◆ Compito assegnato ◆
Trascrivi alla lettera il passo del testo sulla riforma delle scuole superiori che va da "Per gli studenti" fino a "anche in quinta.".

Cosa cambia, dunque, da settembre? Chi non frequenterà almeno i tre quarti dell’orario annuale, ovvero supera il limite dei 50 giorni, rischia la bocciatura. Con l’avvio della riforma delle superiori, dunque, la vita degli “assenteisti” abituali senza motivi validi si farà più dura. Ovviamente, però, in casi eccezionali sono previste deroghe, in quanto è possibile che le assenze frequenti o prolungate siano giustificate da patologie particolari che possano essere oggettivamente dimostrate. Ma, in generale, chi non rispetta il limite minimo, come si legge nel regolamento ministeriale, viene escluso dallo scrutinio finale, quindi costretto a ripetere l’anno.

Per gli studenti che dal prossimo iniziano a frequentare il triennio sarà più difficile raggiungere il voto massimo all’Esame di Stato (leggi: Maturità) che è 100.
Nel nuovo Regolamento (vedi anche il DM n° 99 del 16 dicembre 2009) si legge, infatti, che nei licei e negli istituti tecnico-professionali il punteggio “base”, ovvero il cosiddetto “credito” che dipende dal curriculum scolastico, sarà di 25 punti, cioè il massimo, solo per gli allievi che avranno una media compresa tra il 9 e il 10, non più fra l’8 e il 10, come avveniva in passato.
Per ora la nuova disposizione si applica ai ragazzi del terzo e quarto anno, nel 2011 si andrà a regime anche in quinta.

Il vero problema sarà convincere i professori a usare anche il 10 come voto, che è una rarità nelle pagelle dove ci si ferma il più delle volte all’8 o al 9. Alcuni insegnanti, infatti, sono restii ad “alzare” i voti, anche in presenza di studenti meritevoli sia per capacità sia per impegno, considerando, erroneamente, un 8 già un ottimo voto.

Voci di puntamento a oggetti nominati

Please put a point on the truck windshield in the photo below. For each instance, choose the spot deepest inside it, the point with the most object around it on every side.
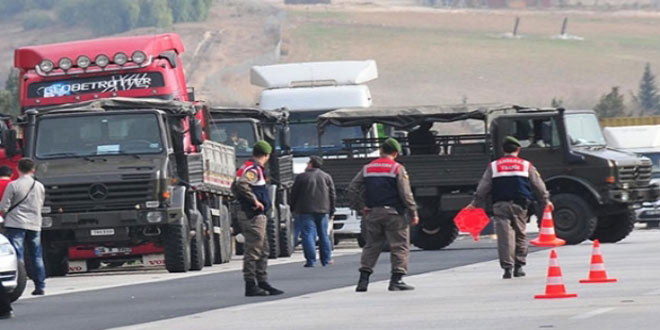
(95, 134)
(238, 134)
(583, 130)
(304, 134)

◆ Risposta finale ◆
Per gli studenti che dal prossimo iniziano a frequentare il triennio sarà più difficile raggiungere il voto massimo all’Esame di Stato (leggi: Maturità) che è 100.
Nel nuovo Regolamento (vedi anche il DM n° 99 del 16 dicembre 2009) si legge, infatti, che nei licei e negli istituti tecnico-professionali il punteggio “base”, ovvero il cosiddetto “credito” che dipende dal curriculum scolastico, sarà di 25 punti, cioè il massimo, solo per gli allievi che avranno una media compresa tra il 9 e il 10, non più fra l’8 e il 10, come avveniva in passato.
Per ora la nuova disposizione si applica ai ragazzi del terzo e quarto anno, nel 2011 si andrà a regime anche in quinta.